> **INSTRUCTION A**
According to the Spotify data tools article, why did the existing tools stop meeting data scientists' needs? Answer in one to three sentences.
> **INSTRUCTION B**
Reproduce the stretch of the Spotify data tools article from "After Data Scientists" through "at high speeds.".

> **EXTRACT PROVIDED**
----
Designing Data Science Tools at Spotify
Spotify operates at a massive scale: We have millions of listeners whose activities generate huge amounts of raw data. Raw data by itself is not that helpful though; we need to be able to process, manage, and distill it into insights that can inform new features or improvements to the experience. And to do that, we need usable, well-designed tools that ensure these insights can be easily understood.
Up until recently, the tools Spotify’s data scientists used every day were designed mostly by engineers. There was no one dedicated to looking at the problems data scientists were experiencing holistically. This meant that a lot of the time, the tools were strung together with inefficient hacky workarounds.
Throughout the past year, a design team was created to rethink the existing stack and weed out these bad practices.
I’m a product designer in the R&D Community at Spotify, and I’ve been working in the data tools space for about a year — which makes me one of the longest-serving designers in the team. I was brought in to pair up with engineering squads working on platforms and experiences for data scientists. Most recently, I helped to create and launch a new data science tool that would expedite insights production, and eliminate those old, inefficient ways of working.
Hierarchy of needs
Before I get into the nitty-gritty of how we designed the new data science tool, it helps to understand how data scientists transform raw data into usable insights.
In her post for Hacker Noon, Monica Rogati explains The AI Hierarchy of Needs. This is the idea that there are many steps between getting data and using it for business.
First, they need to collect the right data.
Then they need to process that data.
Only when it has been processed can it be analyzed and explored.
Existing landscape
When we started thinking about how to do this at Spotify, there were already some tools in use:
BigQuery
This is a Google data warehouse product with a web user interface where data scientists can store and process data. They can write queries here to make sure they have the right dataset for their question.
Jupyter Notebooks
Often simply called “notebooks.” Notebooks are an open-source interactive workspace for running code in blocks mixed with prose.
After Data Scientists use the BigQuery UI to validate their dataset, they use local notebooks to find insights, create visualizations, which explain the findings and share their work (among other tasks).
ScienceBox
This is an internal Spotify command-line interface tool to help speed up the way Data Scientists use notebooks. It’s commonly used as a way to organize files into projects, pre-install data science libraries, and create a standardized and reproducible data analysis workflow.
These tools worked well for small datasets, but as data scientists were expected to work with bigger and bigger datasets, however, they had to wait longer to see the results of their code. If we expect data scientists at Spotify to find high-impact insights from the huge amounts of data we collect every day, they need tools to help create high-quality insights at high speeds.
Our design challenge
By the time I got involved in the project, the basic framework for the plan had already been established. ScienceBox was going to be rebuilt with a UI in the cloud, allowing us to unlock cloud computing benefits such as scalability, high-speed processing, and infrastructure flexibility.
We hypothesized that improving this tool by adding processing power, scaling discoverability, and using cloud infrastructure, we could help data scientists analyze data more efficiently, improve collaboration, and reduce the time to find insights in data.
To start off, I caught up on all the research conducted so far, and mapped out the existing workflow so we could clearly see the changes we needed to make. With the help of a visual workflow, we saw that we could group the type of work into two main types — “ad hoc querying” (i.e. quickly querying data to find immediate answers), and “long-term investigations” (structured projects with month-long timelines).
----
> **SUPPLIED DATA**

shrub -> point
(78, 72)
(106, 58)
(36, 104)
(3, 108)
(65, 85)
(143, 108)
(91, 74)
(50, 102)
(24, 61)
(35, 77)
----
> **RESPONSE A**
The tools worked well for small datasets, but as data scientists had to work with bigger and bigger datasets, they waited longer to see the results of their code. To find high-impact insights in the huge amounts of data Spotify collects every day, they needed tools that produce high-quality insights at high speeds.

> **RESPONSE B**
After Data Scientists use the BigQuery UI to validate their dataset, they use local notebooks to find insights, create visualizations, which explain the findings and share their work (among other tasks).
ScienceBox
This is an internal Spotify command-line interface tool to help speed up the way Data Scientists use notebooks. It’s commonly used as a way to organize files into projects, pre-install data science libraries, and create a standardized and reproducible data analysis workflow.
These tools worked well for small datasets, but as data scientists were expected to work with bigger and bigger datasets, however, they had to wait longer to see the results of their code. If we expect data scientists at Spotify to find high-impact insights from the huge amounts of data we collect every day, they need tools to help create high-quality insights at high speeds.